What I learned from being ‘customer zero’

It is not enough anymore to get a seat at the table... we have to co-innovate with our business

Julie Canepa, Cisco

“As IT leaders, we need to be the bold drivers in our organisations, to stay ahead on our secure digital journey to deliver ‘once-in-a-generation’ change in business delivery systems. The IT role has never been more relevant, which is so exciting.”

This is a message Julie Canepa, CIO for Cisco Australia and New Zealand, shares with her colleagues.

She bases this on her experience leading the ICT team for one of the major technology companies, and her goal around “accelerating future IT in the organisation. ”

According to Canepa, everyone has their own ideas about the future of IT.

In her case, she says, “I am inundated everyday about the promise of technology, how it will change our experiences and our lives.”

She says while some stories are good, some also bring apprehension, such as when these are about disasters and cyber threats.

“It is easy to get swept up in the hype of all that and it is easy for us to feel the pressure as an IT organisation that we need to do something. So we go after the shiny new things and use the buzzwords.”

What is not so easy, she however says, is to lay the foundation of a sustainable digital future.

Canepa recalls starting her career in Silicon Valley during the dotcom boom.

“It was the heyday of IT, it was crazy and a lot of fun,” she states. “We were just connecting things and figuring out what to do with this amazing internet and it was a time of incredible innovation.”

She shares that what she finds interesting is that this type of “adventure” continues to go on.

The IT team is only relevant if we can innovate

Julie Canepa, Cisco

“Who would have thought in 2019, we [would be] looking at a world where the internet is so pervasive in our lives?”

“Who would think we would be connected all the time in this highly mobile and cloud-enabled world? We certainly did not imagine that. But the reality is what we built and what we did back then was great for then, but it has kind of outgrown what we need today.”

Canepa adds that, “We have new challenges. We are going into uncharted territory.”

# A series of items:
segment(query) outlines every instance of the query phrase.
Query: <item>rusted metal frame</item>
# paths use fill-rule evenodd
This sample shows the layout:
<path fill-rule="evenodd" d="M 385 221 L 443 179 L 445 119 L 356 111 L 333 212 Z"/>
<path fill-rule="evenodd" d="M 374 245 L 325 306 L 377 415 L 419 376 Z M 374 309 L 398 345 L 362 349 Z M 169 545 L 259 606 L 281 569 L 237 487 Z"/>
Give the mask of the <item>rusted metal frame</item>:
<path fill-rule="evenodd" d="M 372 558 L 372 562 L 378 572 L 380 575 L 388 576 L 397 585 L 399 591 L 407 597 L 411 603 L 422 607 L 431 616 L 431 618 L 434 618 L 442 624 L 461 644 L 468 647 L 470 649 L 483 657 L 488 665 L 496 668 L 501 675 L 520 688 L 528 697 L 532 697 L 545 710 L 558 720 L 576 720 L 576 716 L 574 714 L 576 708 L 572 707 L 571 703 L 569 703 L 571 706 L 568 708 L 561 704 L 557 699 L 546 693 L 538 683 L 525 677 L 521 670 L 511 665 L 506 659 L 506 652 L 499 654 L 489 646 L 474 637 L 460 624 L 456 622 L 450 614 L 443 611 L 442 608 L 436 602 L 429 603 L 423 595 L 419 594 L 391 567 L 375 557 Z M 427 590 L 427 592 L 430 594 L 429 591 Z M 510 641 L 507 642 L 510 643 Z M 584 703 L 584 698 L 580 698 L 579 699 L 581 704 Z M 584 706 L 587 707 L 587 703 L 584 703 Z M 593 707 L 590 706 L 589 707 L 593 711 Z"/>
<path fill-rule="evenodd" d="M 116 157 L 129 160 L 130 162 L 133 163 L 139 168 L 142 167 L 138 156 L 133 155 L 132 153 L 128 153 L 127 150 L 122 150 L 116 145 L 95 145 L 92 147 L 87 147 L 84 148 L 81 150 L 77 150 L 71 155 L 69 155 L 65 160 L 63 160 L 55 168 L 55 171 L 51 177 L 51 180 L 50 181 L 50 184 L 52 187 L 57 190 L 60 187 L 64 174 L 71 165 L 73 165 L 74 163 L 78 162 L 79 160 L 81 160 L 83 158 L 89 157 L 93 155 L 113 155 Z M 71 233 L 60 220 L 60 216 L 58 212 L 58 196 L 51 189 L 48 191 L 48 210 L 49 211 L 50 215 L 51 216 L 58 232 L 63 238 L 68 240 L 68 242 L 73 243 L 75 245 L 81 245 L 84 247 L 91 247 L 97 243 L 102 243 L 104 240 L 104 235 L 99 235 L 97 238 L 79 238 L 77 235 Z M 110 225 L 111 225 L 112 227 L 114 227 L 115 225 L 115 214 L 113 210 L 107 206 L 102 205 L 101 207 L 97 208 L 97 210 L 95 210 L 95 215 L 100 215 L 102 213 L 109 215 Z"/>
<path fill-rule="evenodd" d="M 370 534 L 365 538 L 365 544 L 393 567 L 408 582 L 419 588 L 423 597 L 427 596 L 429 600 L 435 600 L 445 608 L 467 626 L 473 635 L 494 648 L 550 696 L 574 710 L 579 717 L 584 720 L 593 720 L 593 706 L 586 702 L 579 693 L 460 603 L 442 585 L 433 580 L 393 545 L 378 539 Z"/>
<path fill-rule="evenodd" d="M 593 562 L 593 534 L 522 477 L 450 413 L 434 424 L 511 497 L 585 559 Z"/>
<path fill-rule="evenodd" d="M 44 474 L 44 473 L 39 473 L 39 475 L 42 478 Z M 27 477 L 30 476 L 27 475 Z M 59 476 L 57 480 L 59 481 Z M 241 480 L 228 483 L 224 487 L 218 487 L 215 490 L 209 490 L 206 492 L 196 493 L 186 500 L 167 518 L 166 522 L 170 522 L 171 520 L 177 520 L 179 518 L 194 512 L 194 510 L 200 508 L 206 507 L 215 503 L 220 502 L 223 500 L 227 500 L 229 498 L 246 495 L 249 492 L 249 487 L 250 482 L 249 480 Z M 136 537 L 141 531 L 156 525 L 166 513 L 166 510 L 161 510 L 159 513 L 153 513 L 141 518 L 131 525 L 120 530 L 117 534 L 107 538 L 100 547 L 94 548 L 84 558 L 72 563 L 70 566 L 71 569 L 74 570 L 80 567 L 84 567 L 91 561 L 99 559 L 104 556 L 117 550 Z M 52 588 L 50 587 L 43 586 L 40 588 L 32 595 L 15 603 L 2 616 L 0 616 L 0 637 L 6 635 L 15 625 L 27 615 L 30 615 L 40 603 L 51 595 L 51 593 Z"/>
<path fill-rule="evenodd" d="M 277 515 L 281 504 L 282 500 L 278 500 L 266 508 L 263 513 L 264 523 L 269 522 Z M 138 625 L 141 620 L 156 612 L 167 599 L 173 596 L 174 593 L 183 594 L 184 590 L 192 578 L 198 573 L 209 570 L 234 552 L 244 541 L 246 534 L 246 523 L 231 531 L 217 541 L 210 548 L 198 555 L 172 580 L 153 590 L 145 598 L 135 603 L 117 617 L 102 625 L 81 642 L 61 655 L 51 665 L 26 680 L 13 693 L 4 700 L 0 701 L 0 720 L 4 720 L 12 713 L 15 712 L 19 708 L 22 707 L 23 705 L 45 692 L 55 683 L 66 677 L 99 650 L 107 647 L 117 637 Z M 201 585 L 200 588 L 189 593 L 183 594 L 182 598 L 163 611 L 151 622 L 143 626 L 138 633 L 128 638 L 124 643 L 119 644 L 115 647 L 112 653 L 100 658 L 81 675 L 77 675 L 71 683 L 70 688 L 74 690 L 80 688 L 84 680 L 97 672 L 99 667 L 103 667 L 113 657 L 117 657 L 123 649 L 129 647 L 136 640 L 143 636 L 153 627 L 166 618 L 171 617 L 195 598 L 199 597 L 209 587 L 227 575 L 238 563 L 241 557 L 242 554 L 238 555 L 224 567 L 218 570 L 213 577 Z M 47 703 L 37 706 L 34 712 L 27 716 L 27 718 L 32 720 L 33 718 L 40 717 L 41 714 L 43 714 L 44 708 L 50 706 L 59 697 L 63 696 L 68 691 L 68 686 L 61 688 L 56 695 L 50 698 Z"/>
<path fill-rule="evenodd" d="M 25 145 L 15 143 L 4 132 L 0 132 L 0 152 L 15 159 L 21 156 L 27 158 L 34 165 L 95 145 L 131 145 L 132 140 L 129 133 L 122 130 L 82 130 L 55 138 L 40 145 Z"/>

# Aim:
Reproduce the entire text on the IT leader's experience as "customer zero," word for word. The items were drawn from a separate source.

# Answer to this problem:
What I learned from being ‘customer zero’

It is not enough anymore to get a seat at the table... we have to co-innovate with our business

Julie Canepa, Cisco

“As IT leaders, we need to be the bold drivers in our organisations, to stay ahead on our secure digital journey to deliver ‘once-in-a-generation’ change in business delivery systems. The IT role has never been more relevant, which is so exciting.”

This is a message Julie Canepa, CIO for Cisco Australia and New Zealand, shares with her colleagues.

She bases this on her experience leading the ICT team for one of the major technology companies, and her goal around “accelerating future IT in the organisation. ”

According to Canepa, everyone has their own ideas about the future of IT.

In her case, she says, “I am inundated everyday about the promise of technology, how it will change our experiences and our lives.”

She says while some stories are good, some also bring apprehension, such as when these are about disasters and cyber threats.

“It is easy to get swept up in the hype of all that and it is easy for us to feel the pressure as an IT organisation that we need to do something. So we go after the shiny new things and use the buzzwords.”

What is not so easy, she however says, is to lay the foundation of a sustainable digital future.

Canepa recalls starting her career in Silicon Valley during the dotcom boom.

“It was the heyday of IT, it was crazy and a lot of fun,” she states. “We were just connecting things and figuring out what to do with this amazing internet and it was a time of incredible innovation.”

She shares that what she finds interesting is that this type of “adventure” continues to go on.

The IT team is only relevant if we can innovate

Julie Canepa, Cisco

“Who would have thought in 2019, we [would be] looking at a world where the internet is so pervasive in our lives?”

“Who would think we would be connected all the time in this highly mobile and cloud-enabled world? We certainly did not imagine that. But the reality is what we built and what we did back then was great for then, but it has kind of outgrown what we need today.”

Canepa adds that, “We have new challenges. We are going into uncharted territory.”